## WRITTEN TASK
Rescale the entries starting at the line containing "Identify the smiling" and ending at the line containing "<point>432,371</point>", and reproduce only those lines. Leave the requests and their sample points as they are, but multiply each answer coordinate by 1.7 and round it to a whole number, with halves rounded up.

Raw entries:
▼▼▼

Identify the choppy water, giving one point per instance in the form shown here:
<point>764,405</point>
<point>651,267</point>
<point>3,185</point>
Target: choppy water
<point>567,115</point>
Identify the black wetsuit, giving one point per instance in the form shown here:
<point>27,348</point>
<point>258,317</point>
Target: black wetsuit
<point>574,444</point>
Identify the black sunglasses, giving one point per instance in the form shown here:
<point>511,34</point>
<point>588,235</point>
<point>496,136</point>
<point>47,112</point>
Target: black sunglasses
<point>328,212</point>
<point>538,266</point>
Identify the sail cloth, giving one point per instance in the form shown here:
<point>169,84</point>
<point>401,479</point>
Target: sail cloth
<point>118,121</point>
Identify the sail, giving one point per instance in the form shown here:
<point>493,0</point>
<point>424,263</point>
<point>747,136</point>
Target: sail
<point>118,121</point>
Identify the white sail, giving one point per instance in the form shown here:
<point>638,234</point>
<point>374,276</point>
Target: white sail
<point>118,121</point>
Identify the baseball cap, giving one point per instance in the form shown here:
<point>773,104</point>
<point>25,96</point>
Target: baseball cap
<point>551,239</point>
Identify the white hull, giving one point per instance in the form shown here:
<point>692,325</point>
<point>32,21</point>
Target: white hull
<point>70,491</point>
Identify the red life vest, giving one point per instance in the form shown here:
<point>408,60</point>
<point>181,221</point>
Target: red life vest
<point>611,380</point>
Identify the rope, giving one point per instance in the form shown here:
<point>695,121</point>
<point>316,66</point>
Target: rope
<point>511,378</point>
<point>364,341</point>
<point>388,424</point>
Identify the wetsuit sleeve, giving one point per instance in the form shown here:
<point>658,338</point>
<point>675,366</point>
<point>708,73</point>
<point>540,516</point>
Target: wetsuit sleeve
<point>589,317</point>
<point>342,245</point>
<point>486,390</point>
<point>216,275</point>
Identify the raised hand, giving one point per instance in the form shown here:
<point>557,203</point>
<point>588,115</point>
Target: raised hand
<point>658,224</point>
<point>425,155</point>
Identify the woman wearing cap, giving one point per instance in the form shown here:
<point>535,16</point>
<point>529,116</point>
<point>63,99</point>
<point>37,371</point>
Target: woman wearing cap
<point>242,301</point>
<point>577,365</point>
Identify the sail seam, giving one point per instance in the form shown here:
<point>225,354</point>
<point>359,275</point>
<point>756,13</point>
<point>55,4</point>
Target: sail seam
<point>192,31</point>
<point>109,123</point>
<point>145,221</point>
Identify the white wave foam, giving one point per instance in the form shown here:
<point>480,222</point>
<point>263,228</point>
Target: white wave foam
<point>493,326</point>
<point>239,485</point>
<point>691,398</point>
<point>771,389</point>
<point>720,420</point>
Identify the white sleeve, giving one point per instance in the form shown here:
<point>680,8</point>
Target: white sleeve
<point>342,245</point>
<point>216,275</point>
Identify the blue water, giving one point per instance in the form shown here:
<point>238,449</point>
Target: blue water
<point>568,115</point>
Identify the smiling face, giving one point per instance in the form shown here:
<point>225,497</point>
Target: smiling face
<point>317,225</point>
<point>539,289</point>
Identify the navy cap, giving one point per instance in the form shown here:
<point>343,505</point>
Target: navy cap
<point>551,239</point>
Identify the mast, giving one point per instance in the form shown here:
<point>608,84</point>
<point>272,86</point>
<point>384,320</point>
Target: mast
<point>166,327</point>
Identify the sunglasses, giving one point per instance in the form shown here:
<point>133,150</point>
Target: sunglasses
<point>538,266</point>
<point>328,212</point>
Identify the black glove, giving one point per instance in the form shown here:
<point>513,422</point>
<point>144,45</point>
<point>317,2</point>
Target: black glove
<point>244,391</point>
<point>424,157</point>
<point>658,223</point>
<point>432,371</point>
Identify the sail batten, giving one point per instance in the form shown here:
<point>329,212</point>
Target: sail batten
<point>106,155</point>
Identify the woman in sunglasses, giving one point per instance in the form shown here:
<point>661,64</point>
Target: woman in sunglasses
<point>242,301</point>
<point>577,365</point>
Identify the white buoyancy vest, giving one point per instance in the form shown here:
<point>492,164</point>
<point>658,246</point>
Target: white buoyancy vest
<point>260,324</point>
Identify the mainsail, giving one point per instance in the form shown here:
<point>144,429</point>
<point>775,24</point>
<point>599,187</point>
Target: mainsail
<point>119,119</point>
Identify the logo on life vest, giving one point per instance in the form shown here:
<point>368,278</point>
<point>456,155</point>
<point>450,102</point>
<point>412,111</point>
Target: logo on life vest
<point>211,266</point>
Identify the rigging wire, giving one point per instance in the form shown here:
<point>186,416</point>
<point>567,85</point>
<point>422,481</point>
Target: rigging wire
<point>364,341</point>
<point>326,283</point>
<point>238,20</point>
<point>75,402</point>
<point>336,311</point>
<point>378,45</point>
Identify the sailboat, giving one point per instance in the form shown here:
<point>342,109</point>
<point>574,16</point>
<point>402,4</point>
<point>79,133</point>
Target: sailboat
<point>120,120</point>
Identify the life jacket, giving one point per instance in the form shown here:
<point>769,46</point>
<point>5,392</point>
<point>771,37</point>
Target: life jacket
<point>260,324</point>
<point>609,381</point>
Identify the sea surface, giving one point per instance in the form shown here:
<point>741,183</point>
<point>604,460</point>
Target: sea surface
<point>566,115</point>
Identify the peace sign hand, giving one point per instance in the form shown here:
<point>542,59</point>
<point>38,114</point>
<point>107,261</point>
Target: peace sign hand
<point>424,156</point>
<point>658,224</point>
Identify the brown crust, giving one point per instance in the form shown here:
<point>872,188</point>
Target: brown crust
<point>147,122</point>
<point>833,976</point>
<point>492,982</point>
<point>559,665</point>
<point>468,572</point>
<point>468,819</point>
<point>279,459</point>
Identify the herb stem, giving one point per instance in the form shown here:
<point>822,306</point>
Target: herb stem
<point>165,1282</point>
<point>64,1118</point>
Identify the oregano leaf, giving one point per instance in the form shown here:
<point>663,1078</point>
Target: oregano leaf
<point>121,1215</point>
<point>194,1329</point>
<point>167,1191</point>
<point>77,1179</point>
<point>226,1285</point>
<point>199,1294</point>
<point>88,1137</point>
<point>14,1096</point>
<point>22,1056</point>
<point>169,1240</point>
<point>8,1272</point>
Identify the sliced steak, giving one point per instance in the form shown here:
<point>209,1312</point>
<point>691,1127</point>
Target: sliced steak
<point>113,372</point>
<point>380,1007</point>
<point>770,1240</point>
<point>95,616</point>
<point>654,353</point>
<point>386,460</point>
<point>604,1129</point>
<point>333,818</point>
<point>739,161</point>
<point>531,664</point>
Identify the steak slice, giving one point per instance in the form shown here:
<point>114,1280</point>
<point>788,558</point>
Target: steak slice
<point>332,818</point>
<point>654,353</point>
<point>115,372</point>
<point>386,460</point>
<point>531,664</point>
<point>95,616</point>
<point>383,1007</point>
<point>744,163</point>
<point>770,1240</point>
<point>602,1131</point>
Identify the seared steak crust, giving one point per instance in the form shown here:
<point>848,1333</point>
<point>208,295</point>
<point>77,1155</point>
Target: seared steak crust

▲▲▲

## COMPLETE ANSWER
Identify the smiling face, giving one point per instance in the form shown here:
<point>225,497</point>
Target: smiling face
<point>539,383</point>
<point>916,491</point>
Identify the navy cap, giving one point per instance in the form shown here:
<point>343,505</point>
Target: navy cap
<point>937,406</point>
Identify the mast, giving one point per instance in the form shown here:
<point>608,84</point>
<point>272,86</point>
<point>384,320</point>
Target: mast
<point>282,556</point>
Identify the sunglasses, giving one point per instance in the form shown here:
<point>133,150</point>
Target: sunglasses
<point>915,452</point>
<point>558,360</point>
Identify the black glove, giving one point per instance in the form shown here:
<point>513,422</point>
<point>144,45</point>
<point>317,2</point>
Target: black glove
<point>415,665</point>
<point>721,267</point>
<point>1119,379</point>
<point>734,631</point>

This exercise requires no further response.